- THE EXERCISE
Please print exactly the lines running from the one that contains "Where can the snowy" to the end of the data, with both lines included.

######

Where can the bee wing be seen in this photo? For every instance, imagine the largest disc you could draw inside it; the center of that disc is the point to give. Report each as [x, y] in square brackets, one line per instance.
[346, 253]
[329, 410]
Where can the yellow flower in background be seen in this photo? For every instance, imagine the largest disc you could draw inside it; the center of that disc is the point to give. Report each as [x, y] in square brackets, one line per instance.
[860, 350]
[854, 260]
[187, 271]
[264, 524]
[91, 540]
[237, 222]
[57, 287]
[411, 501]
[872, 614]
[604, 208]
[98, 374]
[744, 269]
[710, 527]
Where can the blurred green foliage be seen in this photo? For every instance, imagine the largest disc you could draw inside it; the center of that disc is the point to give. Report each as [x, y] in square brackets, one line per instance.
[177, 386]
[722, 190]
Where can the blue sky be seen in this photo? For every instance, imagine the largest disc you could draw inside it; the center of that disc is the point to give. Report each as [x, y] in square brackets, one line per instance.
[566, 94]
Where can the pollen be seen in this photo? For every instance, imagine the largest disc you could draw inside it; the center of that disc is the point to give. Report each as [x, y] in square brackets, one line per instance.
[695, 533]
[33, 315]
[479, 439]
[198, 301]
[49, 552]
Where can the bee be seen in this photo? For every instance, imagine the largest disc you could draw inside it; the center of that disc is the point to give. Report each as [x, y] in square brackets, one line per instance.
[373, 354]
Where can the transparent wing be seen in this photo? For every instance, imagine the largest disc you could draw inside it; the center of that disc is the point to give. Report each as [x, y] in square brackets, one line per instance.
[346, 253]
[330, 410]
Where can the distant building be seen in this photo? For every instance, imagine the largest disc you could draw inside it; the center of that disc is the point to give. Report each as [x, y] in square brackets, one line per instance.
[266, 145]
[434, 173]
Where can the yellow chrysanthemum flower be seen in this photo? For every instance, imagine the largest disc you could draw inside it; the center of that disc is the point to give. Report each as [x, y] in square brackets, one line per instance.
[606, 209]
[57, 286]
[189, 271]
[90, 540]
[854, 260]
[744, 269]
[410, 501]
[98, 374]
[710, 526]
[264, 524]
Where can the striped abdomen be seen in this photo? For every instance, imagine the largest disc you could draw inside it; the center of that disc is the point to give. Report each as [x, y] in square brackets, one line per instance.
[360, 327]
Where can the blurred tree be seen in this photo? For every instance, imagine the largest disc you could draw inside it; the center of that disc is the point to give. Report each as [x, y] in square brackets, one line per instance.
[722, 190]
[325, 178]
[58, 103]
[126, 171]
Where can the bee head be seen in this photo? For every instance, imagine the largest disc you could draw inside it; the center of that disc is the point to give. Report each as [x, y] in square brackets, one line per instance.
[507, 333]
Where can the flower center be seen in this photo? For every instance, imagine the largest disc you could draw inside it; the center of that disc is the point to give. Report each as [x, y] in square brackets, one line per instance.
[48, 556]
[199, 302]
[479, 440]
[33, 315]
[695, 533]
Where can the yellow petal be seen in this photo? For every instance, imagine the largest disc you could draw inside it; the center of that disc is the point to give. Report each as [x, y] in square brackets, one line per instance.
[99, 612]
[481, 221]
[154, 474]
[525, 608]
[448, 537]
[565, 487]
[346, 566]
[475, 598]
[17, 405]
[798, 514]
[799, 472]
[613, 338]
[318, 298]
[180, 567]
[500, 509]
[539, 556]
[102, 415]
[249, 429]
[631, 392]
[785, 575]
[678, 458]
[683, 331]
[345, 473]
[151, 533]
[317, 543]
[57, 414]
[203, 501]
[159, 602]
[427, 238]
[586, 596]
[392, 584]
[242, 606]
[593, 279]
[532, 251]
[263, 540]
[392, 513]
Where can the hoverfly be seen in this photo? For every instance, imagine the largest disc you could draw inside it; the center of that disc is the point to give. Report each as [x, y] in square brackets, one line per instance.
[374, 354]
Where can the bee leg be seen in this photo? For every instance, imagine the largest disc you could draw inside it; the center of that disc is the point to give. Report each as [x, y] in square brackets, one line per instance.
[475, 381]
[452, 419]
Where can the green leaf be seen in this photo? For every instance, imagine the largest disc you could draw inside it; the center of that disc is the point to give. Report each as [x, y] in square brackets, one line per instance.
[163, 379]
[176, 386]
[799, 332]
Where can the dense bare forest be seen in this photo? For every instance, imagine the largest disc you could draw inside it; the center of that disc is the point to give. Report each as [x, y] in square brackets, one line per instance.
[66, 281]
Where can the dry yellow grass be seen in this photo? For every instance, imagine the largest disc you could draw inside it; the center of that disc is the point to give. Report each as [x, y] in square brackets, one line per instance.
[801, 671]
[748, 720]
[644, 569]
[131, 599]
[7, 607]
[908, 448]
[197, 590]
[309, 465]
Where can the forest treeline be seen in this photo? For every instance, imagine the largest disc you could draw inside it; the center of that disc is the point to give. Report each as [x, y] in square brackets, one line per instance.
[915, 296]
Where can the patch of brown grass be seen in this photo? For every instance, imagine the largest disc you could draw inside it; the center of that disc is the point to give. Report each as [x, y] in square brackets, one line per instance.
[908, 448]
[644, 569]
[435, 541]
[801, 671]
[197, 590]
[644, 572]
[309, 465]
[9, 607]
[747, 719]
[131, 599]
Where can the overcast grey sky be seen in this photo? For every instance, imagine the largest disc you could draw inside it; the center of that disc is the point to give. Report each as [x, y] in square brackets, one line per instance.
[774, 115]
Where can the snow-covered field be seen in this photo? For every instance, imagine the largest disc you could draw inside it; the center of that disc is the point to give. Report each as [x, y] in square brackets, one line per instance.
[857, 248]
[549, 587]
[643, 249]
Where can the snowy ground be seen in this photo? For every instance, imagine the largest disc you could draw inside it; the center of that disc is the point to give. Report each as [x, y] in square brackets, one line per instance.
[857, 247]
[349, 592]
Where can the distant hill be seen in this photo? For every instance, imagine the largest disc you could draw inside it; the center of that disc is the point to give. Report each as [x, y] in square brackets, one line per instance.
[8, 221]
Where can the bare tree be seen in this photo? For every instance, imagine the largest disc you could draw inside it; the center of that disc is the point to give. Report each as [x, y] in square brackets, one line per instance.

######

- WRITTEN RESPONSE
Where can the snowy ground be seen in this photo? For every instance, imagine the largest disc you could draw inside it; the center of that disc is the point to give. Report each as [x, y] in square brackets, one line per instance.
[857, 247]
[349, 592]
Where can the distant hill be seen in this photo? For every instance, imagine the largest disc you could draw inside it; the center of that disc is the point to give. Report each as [x, y] in square brackets, one line per instance.
[8, 221]
Where can the bare tree be seen in this photo? For every instance, imagine the largest disc you could draw inside it; the center of that disc is the point to give. Report each as [x, y] in square brackets, one line per instance.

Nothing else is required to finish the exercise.